(Image region labeling entries)
□ □ □ □

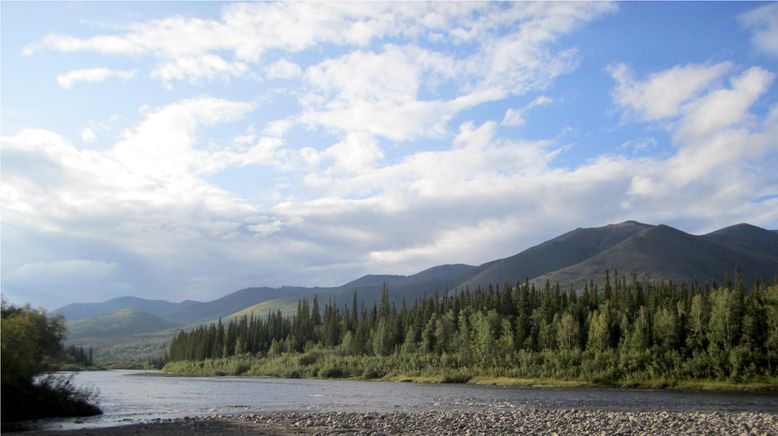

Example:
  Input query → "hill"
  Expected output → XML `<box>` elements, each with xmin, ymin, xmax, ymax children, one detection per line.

<box><xmin>459</xmin><ymin>221</ymin><xmax>652</xmax><ymax>289</ymax></box>
<box><xmin>58</xmin><ymin>221</ymin><xmax>778</xmax><ymax>360</ymax></box>
<box><xmin>66</xmin><ymin>309</ymin><xmax>178</xmax><ymax>341</ymax></box>
<box><xmin>535</xmin><ymin>225</ymin><xmax>778</xmax><ymax>287</ymax></box>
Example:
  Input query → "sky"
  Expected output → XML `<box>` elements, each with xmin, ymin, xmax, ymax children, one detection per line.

<box><xmin>0</xmin><ymin>1</ymin><xmax>778</xmax><ymax>309</ymax></box>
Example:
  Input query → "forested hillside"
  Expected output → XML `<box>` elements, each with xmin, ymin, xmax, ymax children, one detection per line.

<box><xmin>166</xmin><ymin>273</ymin><xmax>778</xmax><ymax>385</ymax></box>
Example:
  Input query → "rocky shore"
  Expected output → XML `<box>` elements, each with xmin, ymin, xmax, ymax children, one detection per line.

<box><xmin>18</xmin><ymin>408</ymin><xmax>778</xmax><ymax>436</ymax></box>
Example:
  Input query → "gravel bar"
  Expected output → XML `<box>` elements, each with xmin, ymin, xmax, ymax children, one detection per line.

<box><xmin>16</xmin><ymin>408</ymin><xmax>778</xmax><ymax>436</ymax></box>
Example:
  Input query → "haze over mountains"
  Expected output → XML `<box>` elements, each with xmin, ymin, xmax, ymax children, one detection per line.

<box><xmin>57</xmin><ymin>221</ymin><xmax>778</xmax><ymax>354</ymax></box>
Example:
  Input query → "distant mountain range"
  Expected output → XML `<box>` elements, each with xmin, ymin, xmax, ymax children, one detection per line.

<box><xmin>56</xmin><ymin>221</ymin><xmax>778</xmax><ymax>356</ymax></box>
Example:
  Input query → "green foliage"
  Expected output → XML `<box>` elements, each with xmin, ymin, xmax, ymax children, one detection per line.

<box><xmin>0</xmin><ymin>301</ymin><xmax>100</xmax><ymax>423</ymax></box>
<box><xmin>2</xmin><ymin>301</ymin><xmax>65</xmax><ymax>385</ymax></box>
<box><xmin>165</xmin><ymin>274</ymin><xmax>778</xmax><ymax>386</ymax></box>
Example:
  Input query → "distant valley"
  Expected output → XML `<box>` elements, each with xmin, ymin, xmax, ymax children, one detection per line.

<box><xmin>55</xmin><ymin>221</ymin><xmax>778</xmax><ymax>358</ymax></box>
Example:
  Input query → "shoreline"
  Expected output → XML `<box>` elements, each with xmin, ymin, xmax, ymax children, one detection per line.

<box><xmin>15</xmin><ymin>406</ymin><xmax>778</xmax><ymax>436</ymax></box>
<box><xmin>153</xmin><ymin>370</ymin><xmax>778</xmax><ymax>394</ymax></box>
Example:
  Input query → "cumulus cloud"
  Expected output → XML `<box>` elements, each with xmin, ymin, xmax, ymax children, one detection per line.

<box><xmin>606</xmin><ymin>62</ymin><xmax>732</xmax><ymax>121</ymax></box>
<box><xmin>267</xmin><ymin>59</ymin><xmax>303</xmax><ymax>79</ymax></box>
<box><xmin>151</xmin><ymin>54</ymin><xmax>248</xmax><ymax>88</ymax></box>
<box><xmin>81</xmin><ymin>127</ymin><xmax>97</xmax><ymax>144</ymax></box>
<box><xmin>502</xmin><ymin>95</ymin><xmax>552</xmax><ymax>127</ymax></box>
<box><xmin>739</xmin><ymin>3</ymin><xmax>778</xmax><ymax>57</ymax></box>
<box><xmin>57</xmin><ymin>68</ymin><xmax>136</xmax><ymax>89</ymax></box>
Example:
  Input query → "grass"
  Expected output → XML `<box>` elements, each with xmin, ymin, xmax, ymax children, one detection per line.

<box><xmin>163</xmin><ymin>350</ymin><xmax>778</xmax><ymax>392</ymax></box>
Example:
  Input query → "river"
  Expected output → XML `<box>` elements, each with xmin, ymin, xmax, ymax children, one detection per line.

<box><xmin>30</xmin><ymin>370</ymin><xmax>778</xmax><ymax>429</ymax></box>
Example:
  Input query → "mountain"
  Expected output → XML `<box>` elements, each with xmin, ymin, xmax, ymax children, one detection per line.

<box><xmin>535</xmin><ymin>225</ymin><xmax>778</xmax><ymax>287</ymax></box>
<box><xmin>459</xmin><ymin>221</ymin><xmax>653</xmax><ymax>289</ymax></box>
<box><xmin>66</xmin><ymin>309</ymin><xmax>179</xmax><ymax>341</ymax></box>
<box><xmin>58</xmin><ymin>221</ymin><xmax>778</xmax><ymax>358</ymax></box>
<box><xmin>54</xmin><ymin>297</ymin><xmax>178</xmax><ymax>321</ymax></box>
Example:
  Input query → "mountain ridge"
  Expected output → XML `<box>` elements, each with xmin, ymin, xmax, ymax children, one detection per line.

<box><xmin>57</xmin><ymin>221</ymin><xmax>778</xmax><ymax>325</ymax></box>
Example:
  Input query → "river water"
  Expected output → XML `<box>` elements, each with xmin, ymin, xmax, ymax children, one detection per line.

<box><xmin>33</xmin><ymin>370</ymin><xmax>778</xmax><ymax>429</ymax></box>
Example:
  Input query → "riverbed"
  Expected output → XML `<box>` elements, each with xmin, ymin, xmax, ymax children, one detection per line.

<box><xmin>18</xmin><ymin>370</ymin><xmax>778</xmax><ymax>434</ymax></box>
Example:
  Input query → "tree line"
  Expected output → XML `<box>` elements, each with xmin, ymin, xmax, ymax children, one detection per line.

<box><xmin>0</xmin><ymin>300</ymin><xmax>101</xmax><ymax>422</ymax></box>
<box><xmin>169</xmin><ymin>272</ymin><xmax>778</xmax><ymax>381</ymax></box>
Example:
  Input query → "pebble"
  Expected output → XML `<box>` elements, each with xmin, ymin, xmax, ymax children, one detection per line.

<box><xmin>176</xmin><ymin>405</ymin><xmax>778</xmax><ymax>436</ymax></box>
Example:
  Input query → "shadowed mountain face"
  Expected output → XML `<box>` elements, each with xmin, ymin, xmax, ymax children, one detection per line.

<box><xmin>67</xmin><ymin>309</ymin><xmax>178</xmax><ymax>340</ymax></box>
<box><xmin>462</xmin><ymin>221</ymin><xmax>652</xmax><ymax>289</ymax></box>
<box><xmin>59</xmin><ymin>221</ymin><xmax>778</xmax><ymax>340</ymax></box>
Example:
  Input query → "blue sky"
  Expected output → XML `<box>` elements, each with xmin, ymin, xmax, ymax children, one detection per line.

<box><xmin>0</xmin><ymin>2</ymin><xmax>778</xmax><ymax>308</ymax></box>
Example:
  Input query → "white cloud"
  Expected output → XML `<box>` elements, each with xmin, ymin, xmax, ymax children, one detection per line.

<box><xmin>57</xmin><ymin>68</ymin><xmax>136</xmax><ymax>89</ymax></box>
<box><xmin>81</xmin><ymin>127</ymin><xmax>97</xmax><ymax>144</ymax></box>
<box><xmin>607</xmin><ymin>62</ymin><xmax>732</xmax><ymax>121</ymax></box>
<box><xmin>502</xmin><ymin>95</ymin><xmax>552</xmax><ymax>127</ymax></box>
<box><xmin>151</xmin><ymin>54</ymin><xmax>248</xmax><ymax>87</ymax></box>
<box><xmin>267</xmin><ymin>59</ymin><xmax>303</xmax><ymax>79</ymax></box>
<box><xmin>9</xmin><ymin>259</ymin><xmax>119</xmax><ymax>280</ymax></box>
<box><xmin>502</xmin><ymin>108</ymin><xmax>526</xmax><ymax>127</ymax></box>
<box><xmin>739</xmin><ymin>3</ymin><xmax>778</xmax><ymax>57</ymax></box>
<box><xmin>678</xmin><ymin>67</ymin><xmax>775</xmax><ymax>141</ymax></box>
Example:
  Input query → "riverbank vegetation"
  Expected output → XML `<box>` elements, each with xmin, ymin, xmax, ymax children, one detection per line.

<box><xmin>0</xmin><ymin>301</ymin><xmax>101</xmax><ymax>426</ymax></box>
<box><xmin>164</xmin><ymin>274</ymin><xmax>778</xmax><ymax>390</ymax></box>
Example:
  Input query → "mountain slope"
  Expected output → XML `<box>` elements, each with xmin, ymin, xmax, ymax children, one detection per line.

<box><xmin>460</xmin><ymin>221</ymin><xmax>653</xmax><ymax>289</ymax></box>
<box><xmin>59</xmin><ymin>221</ymin><xmax>778</xmax><ymax>348</ymax></box>
<box><xmin>535</xmin><ymin>225</ymin><xmax>778</xmax><ymax>286</ymax></box>
<box><xmin>54</xmin><ymin>297</ymin><xmax>178</xmax><ymax>321</ymax></box>
<box><xmin>66</xmin><ymin>309</ymin><xmax>178</xmax><ymax>341</ymax></box>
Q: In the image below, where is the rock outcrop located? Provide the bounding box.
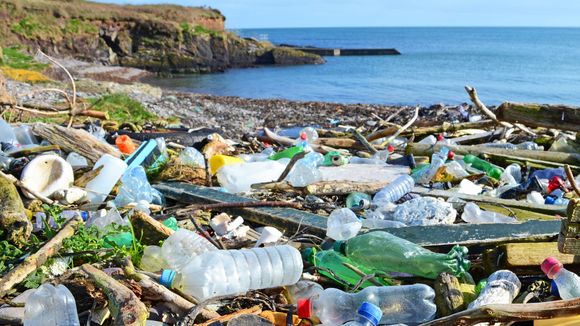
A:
[0,0,324,73]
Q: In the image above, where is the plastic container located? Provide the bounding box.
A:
[161,245,303,301]
[468,270,522,309]
[461,202,518,224]
[217,159,287,193]
[335,231,470,279]
[463,154,503,180]
[23,283,80,326]
[161,229,218,270]
[541,257,580,299]
[298,284,437,325]
[373,175,415,206]
[344,302,383,326]
[85,154,127,204]
[115,135,136,154]
[326,208,362,240]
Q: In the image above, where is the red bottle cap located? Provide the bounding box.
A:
[298,299,312,318]
[540,257,563,279]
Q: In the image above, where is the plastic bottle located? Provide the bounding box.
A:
[326,208,362,240]
[541,257,580,300]
[468,270,522,309]
[344,302,383,326]
[217,160,288,193]
[23,283,80,326]
[85,154,127,204]
[373,175,415,206]
[161,245,303,302]
[346,192,371,211]
[335,231,470,279]
[298,284,437,325]
[461,203,518,224]
[463,154,503,180]
[161,229,218,270]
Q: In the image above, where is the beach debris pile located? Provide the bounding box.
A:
[0,66,580,325]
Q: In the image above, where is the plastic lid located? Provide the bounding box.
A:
[159,269,175,288]
[358,302,383,325]
[297,299,312,318]
[540,257,562,279]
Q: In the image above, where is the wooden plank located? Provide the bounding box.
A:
[413,187,566,216]
[155,183,326,237]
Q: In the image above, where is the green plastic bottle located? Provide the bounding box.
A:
[269,146,304,161]
[304,248,393,289]
[463,154,503,180]
[335,231,470,280]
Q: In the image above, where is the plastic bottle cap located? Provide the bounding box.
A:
[540,257,562,279]
[159,269,175,288]
[297,299,312,318]
[358,302,383,325]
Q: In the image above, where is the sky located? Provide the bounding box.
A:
[93,0,580,29]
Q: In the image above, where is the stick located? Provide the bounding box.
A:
[465,86,536,136]
[0,216,83,298]
[81,264,149,326]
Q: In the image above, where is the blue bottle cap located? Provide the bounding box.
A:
[358,302,383,326]
[159,269,175,288]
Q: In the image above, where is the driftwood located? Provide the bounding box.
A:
[81,264,149,326]
[32,123,121,164]
[0,216,83,298]
[421,298,580,326]
[496,102,580,131]
[406,143,580,165]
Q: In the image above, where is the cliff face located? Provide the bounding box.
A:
[0,0,324,73]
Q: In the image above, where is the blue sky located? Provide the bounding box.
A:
[99,0,580,28]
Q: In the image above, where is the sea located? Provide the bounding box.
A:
[151,27,580,105]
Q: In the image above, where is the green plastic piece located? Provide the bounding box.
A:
[270,146,304,161]
[103,232,133,248]
[161,216,179,231]
[307,249,393,289]
[340,231,471,280]
[463,154,503,180]
[322,151,348,166]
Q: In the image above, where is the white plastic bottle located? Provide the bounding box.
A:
[541,257,580,299]
[24,283,80,326]
[85,154,127,204]
[161,229,218,270]
[373,175,415,206]
[298,284,437,325]
[469,270,522,309]
[326,208,362,241]
[161,245,303,301]
[461,203,518,223]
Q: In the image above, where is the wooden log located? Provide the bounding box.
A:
[32,122,121,164]
[421,298,580,326]
[0,216,83,298]
[496,102,580,131]
[406,143,580,165]
[81,264,149,326]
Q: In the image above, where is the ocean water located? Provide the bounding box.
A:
[147,28,580,105]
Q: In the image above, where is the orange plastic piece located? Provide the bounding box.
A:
[115,135,135,154]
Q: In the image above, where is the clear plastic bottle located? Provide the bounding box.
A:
[161,229,218,270]
[326,208,362,240]
[23,283,80,326]
[469,270,522,309]
[298,284,437,325]
[344,302,383,326]
[161,245,303,301]
[335,231,470,279]
[372,175,415,206]
[541,257,580,299]
[461,203,518,224]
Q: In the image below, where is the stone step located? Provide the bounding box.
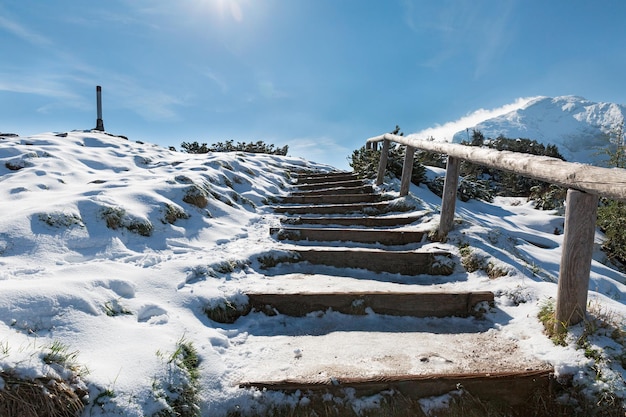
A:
[270,227,425,246]
[239,368,555,408]
[290,185,374,196]
[247,291,494,317]
[282,194,380,204]
[297,173,358,185]
[273,201,400,215]
[291,248,454,275]
[280,212,426,227]
[297,171,354,178]
[296,180,364,191]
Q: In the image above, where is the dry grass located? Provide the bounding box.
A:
[0,372,86,417]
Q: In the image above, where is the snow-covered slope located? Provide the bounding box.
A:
[453,96,626,165]
[0,131,626,417]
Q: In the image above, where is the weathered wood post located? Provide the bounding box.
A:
[376,139,390,185]
[437,156,461,241]
[95,85,104,132]
[554,189,599,332]
[400,146,415,197]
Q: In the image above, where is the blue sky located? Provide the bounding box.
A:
[0,0,626,168]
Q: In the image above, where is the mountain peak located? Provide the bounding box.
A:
[452,95,626,165]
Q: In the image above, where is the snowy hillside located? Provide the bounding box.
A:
[0,129,626,417]
[453,96,626,165]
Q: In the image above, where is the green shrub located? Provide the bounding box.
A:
[349,146,426,185]
[152,337,200,417]
[461,130,563,199]
[180,140,289,156]
[598,198,626,264]
[597,121,626,265]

□ □ □ □

- **Given instruction**:
Rewrite every line from the line with "Q: In the image above, where is the beach" to the line with "[461,203,518,223]", both included, keeping the wording of each line unchanged. Multiply each bounding-box coordinate by 0.9 and round it to a whole number, with halves rounded up.

- **Expected output**:
Q: In the image above, where is the beach debris pile located? Provide the bounding box.
A:
[0,59,522,293]
Q: In the image above, where is the plastic lid located? Provide the bounding box.
A:
[143,242,158,259]
[322,272,345,293]
[267,269,281,286]
[486,231,506,251]
Q: In the image above, where is the wooden plank located? Provide the bounding box.
A:
[372,168,509,194]
[140,165,293,213]
Q: In the image above, where is the green plastic bottle located? Provide the bounding box.
A:
[242,131,274,145]
[274,223,354,260]
[417,139,453,162]
[302,208,423,252]
Q: In the image above, where is the plastic bottle cap located? Provide the bounding box.
A:
[486,231,506,251]
[143,242,158,259]
[267,269,281,286]
[322,272,345,293]
Q: In the image above, where is the sky located? Provide the bounding box.
A:
[84,0,522,26]
Q: In the image above, where is the stick located? Provide the bounding box.
A:
[419,77,482,122]
[0,194,75,268]
[73,238,134,293]
Q: In the image above, where is the blue bottle cap located? Provide the bounding box.
A:
[322,272,345,293]
[143,242,158,259]
Q: In the image above, where is the driftwood located? Provide the bounding box.
A:
[73,238,134,293]
[29,111,109,148]
[0,194,75,268]
[379,268,522,293]
[446,92,522,118]
[365,129,522,149]
Q: In the image above, where is the cliff face located? Provide the bounding box.
A:
[0,0,292,66]
Q: In the image above, where is the blue sky located? Provide the bounding box.
A:
[89,0,522,25]
Q: In the image above, where is the sea located? Provide the bounding box.
A:
[136,24,522,95]
Q: In the image above, where is the green plastic piece located? Provide the bounding box.
A:
[243,131,274,145]
[93,209,120,223]
[145,194,161,208]
[276,224,354,260]
[306,208,424,252]
[417,139,453,162]
[290,136,313,149]
Q: In the image above, where is the white plastic bottle located? Provide the bounding box.
A:
[487,231,522,269]
[22,255,72,293]
[77,139,114,184]
[145,206,196,243]
[336,158,374,185]
[268,256,393,293]
[422,243,470,278]
[293,187,326,217]
[145,221,273,271]
[415,183,466,201]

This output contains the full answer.